[Stored data]
»»

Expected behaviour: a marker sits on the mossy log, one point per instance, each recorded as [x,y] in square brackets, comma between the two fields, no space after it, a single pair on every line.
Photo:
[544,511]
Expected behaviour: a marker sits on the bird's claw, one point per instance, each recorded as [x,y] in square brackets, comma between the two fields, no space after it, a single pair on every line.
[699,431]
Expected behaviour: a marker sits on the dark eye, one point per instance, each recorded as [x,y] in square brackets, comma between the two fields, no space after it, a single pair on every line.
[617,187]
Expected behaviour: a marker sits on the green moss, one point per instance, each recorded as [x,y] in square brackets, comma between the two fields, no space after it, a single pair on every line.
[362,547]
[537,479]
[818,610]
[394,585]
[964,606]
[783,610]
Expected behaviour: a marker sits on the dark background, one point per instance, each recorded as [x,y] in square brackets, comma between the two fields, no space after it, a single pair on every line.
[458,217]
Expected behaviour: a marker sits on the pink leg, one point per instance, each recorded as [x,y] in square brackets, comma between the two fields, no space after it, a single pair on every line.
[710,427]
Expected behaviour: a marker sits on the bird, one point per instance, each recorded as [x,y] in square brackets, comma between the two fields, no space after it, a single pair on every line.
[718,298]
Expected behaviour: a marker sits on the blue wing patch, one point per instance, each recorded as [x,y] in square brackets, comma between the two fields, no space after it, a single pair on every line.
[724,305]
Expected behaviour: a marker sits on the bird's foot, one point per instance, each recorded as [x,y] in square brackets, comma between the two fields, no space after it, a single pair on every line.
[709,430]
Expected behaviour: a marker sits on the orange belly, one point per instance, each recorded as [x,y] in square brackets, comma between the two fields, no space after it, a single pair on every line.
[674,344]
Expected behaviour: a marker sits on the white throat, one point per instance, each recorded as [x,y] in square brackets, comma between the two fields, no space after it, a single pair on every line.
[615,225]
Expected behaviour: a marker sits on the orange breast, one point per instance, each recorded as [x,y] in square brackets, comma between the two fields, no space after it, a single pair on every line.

««

#### Task:
Copy out every line from the one containing "Expected behaviour: a marker sits on the pink" down to the end of the material. Shift each coordinate pair by adding 126 to both of its numbers, and leave all other text unchanged.

#### Response to this exercise:
Expected behaviour: a marker sits on the pink leg, one point per instance, each recorded as [x,y] in square brackets, comma between the two fields, no space after it, a single pair on every line.
[836,553]
Expected behaviour: a marker sits on the bird, one point per instance, each recorded as [x,y] in square brackets, comma between the two fields, no space after it, a single pair on every line.
[844,424]
Expected behaviour: a marker sits on the blue wing patch, one point per instance, each recorded as [x,y] in square brackets, comma between the two fields, no space after it, a single pair on every line.
[850,431]
Expected behaviour: a marker sits on the bird's foot, one point per instance, each recorded as [x,y] in square brackets, comma between the two fields, no space after it, a single pair on every line.
[835,556]
Expected behaviour: a marker sits on the orange belly, one point per instance, each recorded as [x,y] in square brackets, comma between the two fields, no space after it, a single pair on every line.
[800,470]
Expected behaviour: a marker sits on the white throat, one point per instance, each recorded as [x,y] in square brackets, comma between the two fields, no space after it, a single pair on every line.
[741,351]
Expected behaviour: a marker sits on the orange breast, one point per instance, each recorded as [x,y] in square brackets, comma between the two fields, no space after it, a single pair on every line.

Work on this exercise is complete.